Items from a labeling collection
╔══

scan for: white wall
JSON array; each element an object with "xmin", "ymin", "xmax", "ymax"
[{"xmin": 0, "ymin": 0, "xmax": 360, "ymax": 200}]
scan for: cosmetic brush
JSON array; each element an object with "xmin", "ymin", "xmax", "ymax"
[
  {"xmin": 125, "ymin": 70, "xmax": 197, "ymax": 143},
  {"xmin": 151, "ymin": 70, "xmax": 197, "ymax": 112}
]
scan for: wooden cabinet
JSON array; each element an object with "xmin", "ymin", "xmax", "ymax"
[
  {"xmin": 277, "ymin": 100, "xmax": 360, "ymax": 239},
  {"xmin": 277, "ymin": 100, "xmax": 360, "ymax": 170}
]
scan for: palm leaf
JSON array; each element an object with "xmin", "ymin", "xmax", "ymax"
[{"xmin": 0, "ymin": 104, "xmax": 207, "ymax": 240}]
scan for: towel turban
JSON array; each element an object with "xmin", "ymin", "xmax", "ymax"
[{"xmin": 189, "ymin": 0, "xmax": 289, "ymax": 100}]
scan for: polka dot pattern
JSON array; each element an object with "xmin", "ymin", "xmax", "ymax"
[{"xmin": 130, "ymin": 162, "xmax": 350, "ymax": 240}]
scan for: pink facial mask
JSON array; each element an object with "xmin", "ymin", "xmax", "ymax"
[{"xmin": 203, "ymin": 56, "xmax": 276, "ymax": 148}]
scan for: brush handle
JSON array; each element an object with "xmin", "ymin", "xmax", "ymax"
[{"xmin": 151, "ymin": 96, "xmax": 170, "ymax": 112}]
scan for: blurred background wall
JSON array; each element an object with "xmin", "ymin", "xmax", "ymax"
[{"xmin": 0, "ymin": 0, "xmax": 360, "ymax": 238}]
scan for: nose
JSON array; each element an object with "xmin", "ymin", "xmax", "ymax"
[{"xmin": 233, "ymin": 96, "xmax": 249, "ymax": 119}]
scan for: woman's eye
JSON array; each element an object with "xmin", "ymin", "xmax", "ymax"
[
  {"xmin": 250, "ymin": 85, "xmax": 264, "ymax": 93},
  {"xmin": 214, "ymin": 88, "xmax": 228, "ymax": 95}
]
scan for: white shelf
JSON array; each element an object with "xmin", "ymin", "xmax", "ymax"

╚══

Stated goal
Rewrite the whole listing above with every "scan for" replaced by "locate", keeping all other text unchanged.

Output below
locate: white wall
JSON array; each element an object with "xmin", "ymin", "xmax", "ymax"
[{"xmin": 0, "ymin": 0, "xmax": 360, "ymax": 200}]
locate: cosmetic brush
JSON array; each element an object with "xmin", "ymin", "xmax", "ymax"
[
  {"xmin": 125, "ymin": 70, "xmax": 197, "ymax": 143},
  {"xmin": 151, "ymin": 70, "xmax": 197, "ymax": 112}
]
locate: wooden cabinet
JSON array; each element an object with "xmin", "ymin", "xmax", "ymax"
[
  {"xmin": 277, "ymin": 100, "xmax": 360, "ymax": 239},
  {"xmin": 277, "ymin": 100, "xmax": 360, "ymax": 170}
]
locate: palm leaf
JSON array; each element an object with "xmin", "ymin", "xmax", "ymax"
[{"xmin": 0, "ymin": 104, "xmax": 207, "ymax": 240}]
locate: towel turban
JSON array; each element an object with "xmin", "ymin", "xmax", "ymax"
[{"xmin": 189, "ymin": 0, "xmax": 289, "ymax": 100}]
locate: polka dot pattern
JSON array; each element an object with "xmin", "ymin", "xmax", "ymax"
[{"xmin": 130, "ymin": 162, "xmax": 350, "ymax": 240}]
locate: pink facial mask
JSON array; each element an object with "xmin", "ymin", "xmax", "ymax"
[{"xmin": 203, "ymin": 56, "xmax": 276, "ymax": 148}]
locate: brush handle
JSON array; each element an object with "xmin", "ymin", "xmax", "ymax"
[{"xmin": 151, "ymin": 96, "xmax": 170, "ymax": 112}]
locate: blurred background wall
JSON array; each element an object with "xmin", "ymin", "xmax", "ymax"
[{"xmin": 0, "ymin": 0, "xmax": 360, "ymax": 238}]
locate: nose
JSON array; each element an object with "xmin", "ymin", "xmax", "ymax"
[{"xmin": 233, "ymin": 96, "xmax": 249, "ymax": 119}]
locate: woman's eye
JSON array; each element an object with "xmin", "ymin", "xmax", "ymax"
[
  {"xmin": 250, "ymin": 85, "xmax": 264, "ymax": 93},
  {"xmin": 214, "ymin": 88, "xmax": 228, "ymax": 95}
]
locate: white shelf
JSON array; each element an object with "xmin", "ymin", "xmax", "ymax"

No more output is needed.